● WORK REQUIRED
Report how many lines of the material below contain the string "water", matching case exactly. Give only the number.

● SUPPLIED INFORMATION
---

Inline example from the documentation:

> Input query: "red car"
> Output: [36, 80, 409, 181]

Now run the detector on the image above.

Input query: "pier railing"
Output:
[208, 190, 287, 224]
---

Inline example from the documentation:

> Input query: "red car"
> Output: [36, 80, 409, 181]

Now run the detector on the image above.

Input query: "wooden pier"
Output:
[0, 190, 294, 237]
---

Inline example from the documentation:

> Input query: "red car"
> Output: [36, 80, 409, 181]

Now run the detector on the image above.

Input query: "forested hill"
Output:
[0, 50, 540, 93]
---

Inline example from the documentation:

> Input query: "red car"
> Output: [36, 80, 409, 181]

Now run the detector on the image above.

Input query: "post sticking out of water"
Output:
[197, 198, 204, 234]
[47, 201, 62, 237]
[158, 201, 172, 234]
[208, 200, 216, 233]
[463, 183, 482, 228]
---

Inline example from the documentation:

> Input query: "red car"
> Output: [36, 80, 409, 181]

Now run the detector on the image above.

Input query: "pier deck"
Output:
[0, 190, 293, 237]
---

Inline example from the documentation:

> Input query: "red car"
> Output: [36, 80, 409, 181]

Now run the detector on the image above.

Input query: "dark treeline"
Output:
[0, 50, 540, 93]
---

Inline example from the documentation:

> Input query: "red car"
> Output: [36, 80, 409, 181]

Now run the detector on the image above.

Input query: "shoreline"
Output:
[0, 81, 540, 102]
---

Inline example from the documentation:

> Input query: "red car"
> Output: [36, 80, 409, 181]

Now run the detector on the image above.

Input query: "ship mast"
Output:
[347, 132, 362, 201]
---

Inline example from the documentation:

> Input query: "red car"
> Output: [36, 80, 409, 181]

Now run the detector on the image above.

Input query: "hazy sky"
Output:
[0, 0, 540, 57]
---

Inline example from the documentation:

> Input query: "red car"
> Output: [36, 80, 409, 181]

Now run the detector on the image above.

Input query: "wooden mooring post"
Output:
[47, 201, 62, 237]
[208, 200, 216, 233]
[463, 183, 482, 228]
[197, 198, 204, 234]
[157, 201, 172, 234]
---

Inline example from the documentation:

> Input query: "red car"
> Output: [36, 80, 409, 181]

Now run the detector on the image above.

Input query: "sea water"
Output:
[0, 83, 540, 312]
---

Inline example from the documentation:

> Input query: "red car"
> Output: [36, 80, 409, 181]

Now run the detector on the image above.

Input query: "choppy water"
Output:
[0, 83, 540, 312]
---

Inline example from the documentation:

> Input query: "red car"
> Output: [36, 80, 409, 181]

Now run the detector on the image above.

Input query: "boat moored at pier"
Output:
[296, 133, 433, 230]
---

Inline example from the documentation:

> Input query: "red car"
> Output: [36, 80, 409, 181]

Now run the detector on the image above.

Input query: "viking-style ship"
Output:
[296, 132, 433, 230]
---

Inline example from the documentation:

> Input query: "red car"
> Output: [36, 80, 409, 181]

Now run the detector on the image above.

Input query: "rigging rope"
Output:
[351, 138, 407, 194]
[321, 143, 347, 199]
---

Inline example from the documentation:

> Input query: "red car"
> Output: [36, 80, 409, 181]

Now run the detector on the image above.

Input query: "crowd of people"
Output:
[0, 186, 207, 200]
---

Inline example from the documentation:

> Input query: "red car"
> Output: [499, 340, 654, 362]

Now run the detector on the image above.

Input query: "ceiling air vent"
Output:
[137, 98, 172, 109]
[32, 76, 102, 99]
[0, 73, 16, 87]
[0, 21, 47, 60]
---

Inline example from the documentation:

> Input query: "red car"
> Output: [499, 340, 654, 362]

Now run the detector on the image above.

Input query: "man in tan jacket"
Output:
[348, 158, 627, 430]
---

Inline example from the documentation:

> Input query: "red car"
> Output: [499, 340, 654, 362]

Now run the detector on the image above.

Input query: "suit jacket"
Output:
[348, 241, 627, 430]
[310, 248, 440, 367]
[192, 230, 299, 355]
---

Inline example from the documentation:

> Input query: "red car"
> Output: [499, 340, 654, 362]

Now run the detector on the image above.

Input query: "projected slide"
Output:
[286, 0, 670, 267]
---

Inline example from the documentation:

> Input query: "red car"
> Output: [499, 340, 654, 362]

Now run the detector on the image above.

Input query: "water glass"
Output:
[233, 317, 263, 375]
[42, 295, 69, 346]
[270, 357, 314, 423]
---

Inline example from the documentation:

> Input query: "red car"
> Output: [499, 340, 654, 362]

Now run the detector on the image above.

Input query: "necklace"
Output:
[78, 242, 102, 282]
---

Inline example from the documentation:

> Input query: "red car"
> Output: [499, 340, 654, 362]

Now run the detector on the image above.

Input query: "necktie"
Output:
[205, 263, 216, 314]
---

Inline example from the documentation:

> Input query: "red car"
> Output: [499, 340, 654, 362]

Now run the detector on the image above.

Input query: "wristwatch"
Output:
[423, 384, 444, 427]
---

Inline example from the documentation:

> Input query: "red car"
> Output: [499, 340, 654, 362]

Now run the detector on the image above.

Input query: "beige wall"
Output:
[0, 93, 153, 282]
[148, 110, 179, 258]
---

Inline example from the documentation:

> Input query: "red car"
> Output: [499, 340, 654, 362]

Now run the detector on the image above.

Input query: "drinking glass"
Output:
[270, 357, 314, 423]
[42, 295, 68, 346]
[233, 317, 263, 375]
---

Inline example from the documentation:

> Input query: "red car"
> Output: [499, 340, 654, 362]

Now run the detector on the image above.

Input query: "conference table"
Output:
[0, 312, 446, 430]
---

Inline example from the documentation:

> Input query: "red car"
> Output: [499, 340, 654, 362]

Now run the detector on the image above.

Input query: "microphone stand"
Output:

● EXPECTED OUTPUT
4